• Extract provided:

Early life and politics[edit]

He was born in St. Louis, Missouri, on June 30, 1903, to Anna (née Holden) Hannegan and policeman John Patrick Hannegan. He earned an LL.B. from the Saint Louis University School of Law in 1925.[citation needed] On November 14, 1929, Hannegan married the former Irma Protzmann, with whom he had four children.

A power broker in the St. Louis Democratic Party allied with Senator Bennett Clark, Hannegan helped save the political career of Harry S. Truman in 1940 following the tax fraud conviction of Truman's ally, Kansas City boss Tom Pendergast. Hannegan supported Truman for re-election to the U.S. Senate when he was challenged in the Democratic primary by Governor Lloyd C. Stark and Maurice M. Milligan, who both sought credit for bringing down Pendergast. Truman re-won the seat with increased support in St. Louis, particularly from Catholic neighborhoods in which Hannegan wielded considerable influence. In his second term, Truman achieved national prominence by chairing a Senate committee investigating government waste in defense contracts. When Franklin D. Roosevelt offered Truman the position of DNC chairman, Truman declined but recommended Hannegan.

• Data shown:
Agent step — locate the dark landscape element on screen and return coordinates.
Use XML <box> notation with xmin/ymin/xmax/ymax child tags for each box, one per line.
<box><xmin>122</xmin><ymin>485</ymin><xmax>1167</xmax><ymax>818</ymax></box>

• What is expected: Print the passage from the Hannegan biography verbatim, beginning at the words "A power broker" and ending after the words "but recommended Hannegan.". The material that accompanies the Hannegan biography is not required for this exercise.

• Correct output:
A power broker in the St. Louis Democratic Party allied with Senator Bennett Clark, Hannegan helped save the political career of Harry S. Truman in 1940 following the tax fraud conviction of Truman's ally, Kansas City boss Tom Pendergast. Hannegan supported Truman for re-election to the U.S. Senate when he was challenged in the Democratic primary by Governor Lloyd C. Stark and Maurice M. Milligan, who both sought credit for bringing down Pendergast. Truman re-won the seat with increased support in St. Louis, particularly from Catholic neighborhoods in which Hannegan wielded considerable influence. In his second term, Truman achieved national prominence by chairing a Senate committee investigating government waste in defense contracts. When Franklin D. Roosevelt offered Truman the position of DNC chairman, Truman declined but recommended Hannegan.